Start of Dataset entries

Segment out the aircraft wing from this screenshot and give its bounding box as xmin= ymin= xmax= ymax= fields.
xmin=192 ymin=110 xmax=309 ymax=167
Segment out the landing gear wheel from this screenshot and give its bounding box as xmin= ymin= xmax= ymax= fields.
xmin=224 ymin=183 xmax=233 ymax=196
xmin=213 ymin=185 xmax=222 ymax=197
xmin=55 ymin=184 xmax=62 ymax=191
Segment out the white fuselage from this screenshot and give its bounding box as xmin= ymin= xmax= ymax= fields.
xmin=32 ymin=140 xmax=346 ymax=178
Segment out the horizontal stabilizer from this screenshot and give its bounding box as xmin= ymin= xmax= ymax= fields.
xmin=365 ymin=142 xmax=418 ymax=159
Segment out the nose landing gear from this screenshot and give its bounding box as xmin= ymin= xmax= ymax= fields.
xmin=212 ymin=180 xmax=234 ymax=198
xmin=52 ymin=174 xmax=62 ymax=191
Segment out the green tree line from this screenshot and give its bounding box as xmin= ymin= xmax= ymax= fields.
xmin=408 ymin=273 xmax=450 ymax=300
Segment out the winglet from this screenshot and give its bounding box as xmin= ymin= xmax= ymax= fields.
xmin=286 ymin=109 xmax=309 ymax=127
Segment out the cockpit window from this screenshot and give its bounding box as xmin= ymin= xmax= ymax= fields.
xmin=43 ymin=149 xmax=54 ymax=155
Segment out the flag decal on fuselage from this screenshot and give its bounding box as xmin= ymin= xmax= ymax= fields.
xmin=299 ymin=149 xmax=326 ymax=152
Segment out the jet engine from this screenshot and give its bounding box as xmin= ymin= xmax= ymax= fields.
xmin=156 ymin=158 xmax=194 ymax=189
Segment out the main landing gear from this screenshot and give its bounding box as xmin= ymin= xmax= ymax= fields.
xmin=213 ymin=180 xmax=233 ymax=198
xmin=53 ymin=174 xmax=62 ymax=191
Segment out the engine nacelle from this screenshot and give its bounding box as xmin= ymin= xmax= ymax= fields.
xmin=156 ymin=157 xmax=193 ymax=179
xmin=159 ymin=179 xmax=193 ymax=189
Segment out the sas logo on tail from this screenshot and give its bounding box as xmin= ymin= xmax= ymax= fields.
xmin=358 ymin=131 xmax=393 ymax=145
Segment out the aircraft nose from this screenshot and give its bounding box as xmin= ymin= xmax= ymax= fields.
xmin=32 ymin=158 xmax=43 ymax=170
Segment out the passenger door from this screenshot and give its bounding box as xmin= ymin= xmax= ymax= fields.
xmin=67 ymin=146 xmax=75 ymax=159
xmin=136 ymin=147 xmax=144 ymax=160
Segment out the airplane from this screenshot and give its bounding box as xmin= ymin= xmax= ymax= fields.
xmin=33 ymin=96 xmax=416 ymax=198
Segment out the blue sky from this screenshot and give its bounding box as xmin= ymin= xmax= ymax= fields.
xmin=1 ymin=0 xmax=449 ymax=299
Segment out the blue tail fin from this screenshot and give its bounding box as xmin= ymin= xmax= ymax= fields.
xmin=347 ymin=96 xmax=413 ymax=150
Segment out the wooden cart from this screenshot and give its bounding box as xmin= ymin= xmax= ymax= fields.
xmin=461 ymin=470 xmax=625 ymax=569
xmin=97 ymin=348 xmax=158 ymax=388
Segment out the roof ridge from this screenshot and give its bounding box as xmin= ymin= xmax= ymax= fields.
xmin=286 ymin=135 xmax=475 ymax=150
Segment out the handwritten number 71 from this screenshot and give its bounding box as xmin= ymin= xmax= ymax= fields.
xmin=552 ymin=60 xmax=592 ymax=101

End of Dataset entries

What to do: Reproduce the records above with every character intact.

Answer to the exercise:
Segment out the aircraft wing from this screenshot and give its bounding box as xmin= ymin= xmax= ymax= fields.
xmin=192 ymin=110 xmax=309 ymax=167
Segment out the landing gear wheel from this screenshot and give its bounding box as xmin= ymin= xmax= ymax= fields.
xmin=224 ymin=183 xmax=233 ymax=196
xmin=213 ymin=185 xmax=222 ymax=197
xmin=55 ymin=184 xmax=62 ymax=191
Segment out the white fuselage from this screenshot and give its bounding box as xmin= ymin= xmax= ymax= fields.
xmin=32 ymin=140 xmax=346 ymax=178
Segment out the horizontal stabilizer from this screenshot and give its bounding box as xmin= ymin= xmax= ymax= fields.
xmin=365 ymin=142 xmax=418 ymax=159
Segment out the nose landing gear from this screenshot and give its bounding box as xmin= ymin= xmax= ymax= fields.
xmin=212 ymin=180 xmax=234 ymax=198
xmin=52 ymin=174 xmax=62 ymax=191
Segment out the green tree line from this screenshot and give its bounding box as xmin= ymin= xmax= ymax= fields.
xmin=408 ymin=273 xmax=450 ymax=300
Segment out the winglet from this screenshot and give its bounding box as xmin= ymin= xmax= ymax= fields.
xmin=286 ymin=109 xmax=309 ymax=127
Segment out the cockpit window from this screenshot and give its bounding box as xmin= ymin= xmax= ymax= fields.
xmin=43 ymin=149 xmax=54 ymax=155
Segment out the flag decal on fuselage from this screenshot and give its bounding box as xmin= ymin= xmax= ymax= fields.
xmin=299 ymin=149 xmax=326 ymax=152
Segment out the jet engine from this screenshot and give its bounding box as xmin= ymin= xmax= ymax= fields.
xmin=156 ymin=158 xmax=194 ymax=189
Segment out the main landing gear from this screenshot and give its bounding box as xmin= ymin= xmax= ymax= fields.
xmin=213 ymin=180 xmax=233 ymax=198
xmin=53 ymin=174 xmax=62 ymax=191
Segment out the engine nacelle from this screenshot and give its bounding box as xmin= ymin= xmax= ymax= fields.
xmin=156 ymin=157 xmax=193 ymax=179
xmin=159 ymin=179 xmax=193 ymax=189
Segment out the sas logo on tail from this screenshot and give its bounding box as xmin= ymin= xmax= ymax= fields.
xmin=358 ymin=131 xmax=393 ymax=145
Segment out the aircraft nose from this screenshot and give its bounding box as xmin= ymin= xmax= ymax= fields.
xmin=32 ymin=158 xmax=43 ymax=170
Segment out the passenger door from this screenshot and give its bounding box as xmin= ymin= xmax= ymax= fields.
xmin=67 ymin=146 xmax=75 ymax=159
xmin=136 ymin=147 xmax=144 ymax=160
Segment out the airplane from this screenshot and give its bounding box as xmin= ymin= xmax= ymax= fields.
xmin=33 ymin=96 xmax=416 ymax=198
Segment out the blue sky from this screenshot and give its bounding box as xmin= ymin= xmax= ymax= fields.
xmin=1 ymin=0 xmax=449 ymax=299
Segment out the blue tail fin from this screenshot and give its bounding box as xmin= ymin= xmax= ymax= fields.
xmin=347 ymin=96 xmax=413 ymax=150
Segment out the wooden cart from this screenshot and give its bounding box as xmin= ymin= xmax= ymax= fields.
xmin=461 ymin=470 xmax=625 ymax=569
xmin=97 ymin=348 xmax=158 ymax=388
Segment out the roof ridge from this screenshot and give its bounding box as xmin= ymin= xmax= ymax= fields.
xmin=286 ymin=135 xmax=475 ymax=150
Segment out the handwritten number 71 from this screenshot and give its bounding box as xmin= ymin= xmax= ymax= fields.
xmin=552 ymin=60 xmax=592 ymax=101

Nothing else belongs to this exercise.